▸ **Aim of the exercise**
Please set down, unchanged, the line containing "the brick letterbox" and all the lines that follow it until the data below ends.

▸ **Supplied data**
<<<<

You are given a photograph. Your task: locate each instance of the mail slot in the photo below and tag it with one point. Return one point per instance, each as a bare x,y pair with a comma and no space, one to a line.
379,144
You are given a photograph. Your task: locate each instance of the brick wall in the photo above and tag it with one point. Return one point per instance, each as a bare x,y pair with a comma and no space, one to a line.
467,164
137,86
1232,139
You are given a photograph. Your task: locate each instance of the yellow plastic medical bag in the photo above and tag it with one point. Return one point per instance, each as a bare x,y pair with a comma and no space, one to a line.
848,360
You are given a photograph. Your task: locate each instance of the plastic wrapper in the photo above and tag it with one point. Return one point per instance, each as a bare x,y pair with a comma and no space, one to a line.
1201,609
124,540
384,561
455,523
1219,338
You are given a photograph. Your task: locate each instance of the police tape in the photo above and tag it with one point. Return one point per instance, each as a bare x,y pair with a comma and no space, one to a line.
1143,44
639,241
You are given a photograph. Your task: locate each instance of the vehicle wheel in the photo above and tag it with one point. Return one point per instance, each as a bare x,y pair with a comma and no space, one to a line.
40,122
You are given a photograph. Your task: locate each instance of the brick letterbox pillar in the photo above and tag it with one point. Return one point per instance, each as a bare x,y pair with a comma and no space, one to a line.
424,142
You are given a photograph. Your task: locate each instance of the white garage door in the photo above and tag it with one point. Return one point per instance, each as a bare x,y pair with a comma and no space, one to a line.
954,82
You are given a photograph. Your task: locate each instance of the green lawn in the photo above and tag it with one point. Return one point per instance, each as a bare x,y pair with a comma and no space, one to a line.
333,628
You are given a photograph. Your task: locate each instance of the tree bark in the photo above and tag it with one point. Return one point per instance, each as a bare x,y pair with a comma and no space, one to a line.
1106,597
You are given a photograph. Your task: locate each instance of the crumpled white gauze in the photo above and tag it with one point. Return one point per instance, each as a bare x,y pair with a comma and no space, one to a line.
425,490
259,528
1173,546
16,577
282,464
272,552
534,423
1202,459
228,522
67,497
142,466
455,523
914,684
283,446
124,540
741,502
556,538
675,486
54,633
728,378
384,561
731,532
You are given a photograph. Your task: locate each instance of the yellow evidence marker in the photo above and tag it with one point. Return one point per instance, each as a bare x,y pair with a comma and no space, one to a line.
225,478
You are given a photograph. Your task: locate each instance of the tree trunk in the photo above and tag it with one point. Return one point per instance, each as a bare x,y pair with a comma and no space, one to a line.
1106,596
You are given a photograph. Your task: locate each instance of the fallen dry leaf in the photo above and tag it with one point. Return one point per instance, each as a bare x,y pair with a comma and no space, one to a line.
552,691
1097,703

>>>>

▸ **Answer for the task**
You are given a photograph. Your task: locate each instance of the brick letterbox pillar in the photo above and tag it with one point. Return one point per instance, each as a bare x,y pair with a comma and no space, one to a line.
424,142
You are given a photograph. Your task: locate each instance of the white garage door in the photo above and tag it with one point. Return one point per instance, each as a bare x,y pair with a comma and no space, one to a line.
954,82
You are given a photograph. Your task: locate each instance of the green lawn in the photo above and tag it with one point. Return one point per instance, each as a bare x,y pair with a comma and no space, one to a line.
333,628
You are given a photograph. Your task: locate each instance of the tree bark in the photo above and tag it with one point. Return one point per instance, each as a bare x,y pair with a comma and no space, one to a line.
1106,597
You are given a photograph. Your task: locate each instance of the crumpled white gauze in the photo above and tag it with one point. Return one point per instance, each as a bare x,y pair with a comma and no space, one to a line.
425,490
259,528
1173,546
16,577
282,464
272,552
534,423
1202,459
228,522
67,497
142,466
455,523
914,684
283,446
124,540
741,502
556,538
675,486
54,633
728,378
384,561
731,532
You are given a photograph. Your task: locate each instance of the yellow evidence marker in the photo above and tag it with one point. Return one point per instance, each as a bare x,y pair with a comma and no space, one to a line.
225,478
You are given a photograph. Your task: locate each instance of the tree trunk in the photo above and tag it with one point. Return one point per instance, each as a bare x,y pair with a comma and no space, one to a line.
1106,596
You are given a photograph. Your task: locate each instance of the fallen dry leaf in the photo above and tag it with one point. Return one point per instance, each as a bare x,y pair with a comma and no space, one to a line.
552,691
1097,703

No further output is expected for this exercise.